• Excerpt to read
>> Start

Re: [RFC PATCH 1/3] pci: APM X-Gene PCIe controller driver

From: Arnd Bergmann
Date: Fri Jan 03 2014 - 07:08:14 EST


On Monday 23 December 2013, Tanmay Inamdar wrote:
> This patch adds the AppliedMicro X-gene SOC PCIe controller driver.
> APM X-Gene PCIe controller supports maximum upto 8 lanes and
> GEN3 speed. X-Gene has maximum 5 PCIe ports supported.
>
> Signed-off-by: Tanmay Inamdar <tinamdar@xxxxxxx>
> ---
> drivers/pci/host/Kconfig | 5 +
> drivers/pci/host/Makefile | 1 +
> drivers/pci/host/pcie-xgene.c | 1017 +++++++++++++++++++++++++++++++++++++++++
> 3 files changed, 1023 insertions(+)

>> End

• Job
Would you carry on the mailing-list reply about the PCIe controller driver patch, starting right after its last line? The material that follows has no connection to the mailing-list reply.

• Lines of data
>> Start

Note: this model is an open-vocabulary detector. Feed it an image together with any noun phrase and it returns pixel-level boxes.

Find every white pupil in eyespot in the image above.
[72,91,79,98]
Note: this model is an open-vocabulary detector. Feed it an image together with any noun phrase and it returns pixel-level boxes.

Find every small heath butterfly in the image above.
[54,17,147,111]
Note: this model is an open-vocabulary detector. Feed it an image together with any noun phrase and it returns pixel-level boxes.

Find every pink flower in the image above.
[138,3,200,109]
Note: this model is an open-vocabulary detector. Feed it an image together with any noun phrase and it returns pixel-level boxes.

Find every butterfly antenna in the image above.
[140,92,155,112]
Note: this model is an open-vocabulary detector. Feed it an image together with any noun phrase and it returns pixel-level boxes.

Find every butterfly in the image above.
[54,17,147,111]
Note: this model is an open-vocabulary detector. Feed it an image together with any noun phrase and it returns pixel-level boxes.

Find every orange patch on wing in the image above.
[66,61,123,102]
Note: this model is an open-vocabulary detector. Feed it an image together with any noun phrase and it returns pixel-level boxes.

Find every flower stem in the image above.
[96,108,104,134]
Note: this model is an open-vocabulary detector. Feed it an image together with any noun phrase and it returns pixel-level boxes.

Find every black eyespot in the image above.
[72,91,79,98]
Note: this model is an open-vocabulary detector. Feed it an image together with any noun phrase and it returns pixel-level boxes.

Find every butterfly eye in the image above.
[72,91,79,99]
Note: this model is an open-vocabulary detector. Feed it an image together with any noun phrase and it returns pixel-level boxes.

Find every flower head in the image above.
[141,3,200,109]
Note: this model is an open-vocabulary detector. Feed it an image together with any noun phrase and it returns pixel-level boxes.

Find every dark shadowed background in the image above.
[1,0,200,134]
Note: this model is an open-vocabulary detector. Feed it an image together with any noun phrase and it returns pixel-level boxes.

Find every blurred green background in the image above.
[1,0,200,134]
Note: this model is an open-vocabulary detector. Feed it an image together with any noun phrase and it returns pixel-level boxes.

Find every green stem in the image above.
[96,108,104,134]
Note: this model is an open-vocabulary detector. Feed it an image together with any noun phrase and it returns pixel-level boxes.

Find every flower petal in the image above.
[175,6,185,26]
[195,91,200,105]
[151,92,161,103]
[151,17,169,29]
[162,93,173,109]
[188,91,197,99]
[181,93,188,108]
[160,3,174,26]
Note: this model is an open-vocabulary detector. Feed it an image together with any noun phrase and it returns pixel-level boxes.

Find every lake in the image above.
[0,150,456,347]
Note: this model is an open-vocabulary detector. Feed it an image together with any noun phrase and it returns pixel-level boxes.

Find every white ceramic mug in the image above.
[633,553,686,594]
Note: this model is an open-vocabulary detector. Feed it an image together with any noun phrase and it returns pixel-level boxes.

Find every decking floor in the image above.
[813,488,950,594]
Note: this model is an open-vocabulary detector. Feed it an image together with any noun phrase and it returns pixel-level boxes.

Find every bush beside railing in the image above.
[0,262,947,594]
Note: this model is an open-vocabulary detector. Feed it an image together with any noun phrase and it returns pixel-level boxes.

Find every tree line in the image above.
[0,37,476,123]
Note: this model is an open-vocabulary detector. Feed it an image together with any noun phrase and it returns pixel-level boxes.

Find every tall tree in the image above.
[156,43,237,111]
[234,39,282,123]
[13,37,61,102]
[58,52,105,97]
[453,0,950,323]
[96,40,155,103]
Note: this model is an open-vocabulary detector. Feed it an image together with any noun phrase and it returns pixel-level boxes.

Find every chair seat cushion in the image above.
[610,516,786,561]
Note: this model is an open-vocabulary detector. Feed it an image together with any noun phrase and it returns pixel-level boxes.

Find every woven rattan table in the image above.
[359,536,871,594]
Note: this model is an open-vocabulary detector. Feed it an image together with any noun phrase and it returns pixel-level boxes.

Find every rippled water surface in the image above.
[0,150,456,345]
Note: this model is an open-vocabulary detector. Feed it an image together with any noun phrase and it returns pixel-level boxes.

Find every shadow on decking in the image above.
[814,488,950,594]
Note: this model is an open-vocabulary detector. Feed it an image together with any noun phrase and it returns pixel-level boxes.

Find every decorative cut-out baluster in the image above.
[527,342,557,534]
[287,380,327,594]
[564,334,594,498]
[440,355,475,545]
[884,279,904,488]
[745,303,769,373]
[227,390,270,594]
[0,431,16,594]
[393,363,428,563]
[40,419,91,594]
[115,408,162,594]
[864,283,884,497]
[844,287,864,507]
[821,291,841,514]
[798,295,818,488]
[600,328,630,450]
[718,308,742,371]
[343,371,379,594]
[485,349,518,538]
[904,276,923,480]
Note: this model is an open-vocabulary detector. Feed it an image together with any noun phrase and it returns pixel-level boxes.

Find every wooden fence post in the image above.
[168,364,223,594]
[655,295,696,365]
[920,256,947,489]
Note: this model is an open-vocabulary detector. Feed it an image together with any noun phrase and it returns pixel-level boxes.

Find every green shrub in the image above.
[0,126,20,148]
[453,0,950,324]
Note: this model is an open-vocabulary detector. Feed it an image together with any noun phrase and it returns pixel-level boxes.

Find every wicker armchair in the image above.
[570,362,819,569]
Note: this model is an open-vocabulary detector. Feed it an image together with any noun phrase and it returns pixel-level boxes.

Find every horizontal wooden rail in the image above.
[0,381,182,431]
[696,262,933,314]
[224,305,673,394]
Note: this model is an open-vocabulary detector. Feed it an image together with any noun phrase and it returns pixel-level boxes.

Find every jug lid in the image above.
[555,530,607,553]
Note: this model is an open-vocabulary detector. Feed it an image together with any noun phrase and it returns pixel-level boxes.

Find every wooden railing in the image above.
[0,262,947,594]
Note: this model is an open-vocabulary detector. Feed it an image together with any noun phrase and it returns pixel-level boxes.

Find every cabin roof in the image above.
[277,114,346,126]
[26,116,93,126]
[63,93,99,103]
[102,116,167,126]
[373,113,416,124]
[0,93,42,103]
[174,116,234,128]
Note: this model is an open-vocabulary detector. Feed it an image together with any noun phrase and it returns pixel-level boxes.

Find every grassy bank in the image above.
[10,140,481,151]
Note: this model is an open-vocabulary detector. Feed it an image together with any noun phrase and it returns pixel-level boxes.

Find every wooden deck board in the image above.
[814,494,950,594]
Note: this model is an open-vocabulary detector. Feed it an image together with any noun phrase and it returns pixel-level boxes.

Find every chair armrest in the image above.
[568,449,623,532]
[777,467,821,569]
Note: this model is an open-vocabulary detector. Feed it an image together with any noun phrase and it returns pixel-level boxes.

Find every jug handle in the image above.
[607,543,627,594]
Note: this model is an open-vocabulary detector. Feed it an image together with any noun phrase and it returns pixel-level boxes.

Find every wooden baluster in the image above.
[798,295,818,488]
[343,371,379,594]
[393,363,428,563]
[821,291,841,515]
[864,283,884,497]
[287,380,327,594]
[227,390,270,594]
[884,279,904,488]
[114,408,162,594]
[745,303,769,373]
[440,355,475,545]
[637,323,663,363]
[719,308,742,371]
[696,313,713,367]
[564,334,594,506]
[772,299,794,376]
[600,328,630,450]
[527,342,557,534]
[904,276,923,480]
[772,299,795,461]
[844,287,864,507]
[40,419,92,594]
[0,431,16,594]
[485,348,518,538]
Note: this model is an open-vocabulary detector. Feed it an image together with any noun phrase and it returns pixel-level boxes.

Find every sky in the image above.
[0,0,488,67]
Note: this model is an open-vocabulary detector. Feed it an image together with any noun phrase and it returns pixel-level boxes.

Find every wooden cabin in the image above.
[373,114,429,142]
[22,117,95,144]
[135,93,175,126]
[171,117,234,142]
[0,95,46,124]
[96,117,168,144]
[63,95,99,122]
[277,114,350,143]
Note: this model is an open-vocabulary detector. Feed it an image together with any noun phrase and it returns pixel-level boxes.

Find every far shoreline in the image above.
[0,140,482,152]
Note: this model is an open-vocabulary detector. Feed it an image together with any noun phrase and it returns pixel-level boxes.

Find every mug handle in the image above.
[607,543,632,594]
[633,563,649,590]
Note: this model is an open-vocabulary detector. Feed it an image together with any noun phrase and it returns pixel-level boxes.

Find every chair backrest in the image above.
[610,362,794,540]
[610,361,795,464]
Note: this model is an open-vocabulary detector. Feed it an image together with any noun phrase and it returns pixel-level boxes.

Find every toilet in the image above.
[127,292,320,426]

>> End

• Answer to the task
> create mode 100644 drivers/pci/host/pcie-xgene.c
>
> diff --git a/drivers/pci/host/Kconfig b/drivers/pci/host/Kconfig
> index 47d46c6..6d8fcbc 100644
> --- a/drivers/pci/host/Kconfig
> +++ b/drivers/pci/host/Kconfig
> @@ -33,4 +33,9 @@ config PCI_RCAR_GEN2
> There are 3 internal PCI controllers available with a single
> built-in EHCI/OHCI host controller present on each one.
>
> +config PCI_XGENE
> + bool "X-Gene PCIe controller"
> + depends on ARCH_XGENE
> + depends on OF

Please add a help text here.

> +#ifdef CONFIG_ARM64
> +#include <asm/pcibios.h>
> +#else
> +#include <asm/mach/pci.h>
> +#endif

What is !ARM64 case? Is this for PowerPC or ARM? Since you depend on
ARCH_XGENE in Kconfig I guess neither case can actually happen,
so you can remove the #ifdef.

> +#define CFG_CONSTANTS_31_00 0x2000
> +#define CFG_CONSTANTS_63_32 0x2004
> +#define CFG_CONSTANTS_159_128 0x2010
> +#define CFG_CONSTANTS_415_384 0x2030

These macros do not seem helpful. If you don't have meaningful register
names, just don't provide any and address the registers by index.

> +#define ENABLE_L1S_POWER_MGMT_SET(dst, src) (((dst) & ~0x02000000) | \
> + (((u32)(src) << 0x19) & \
> + 0x02000000))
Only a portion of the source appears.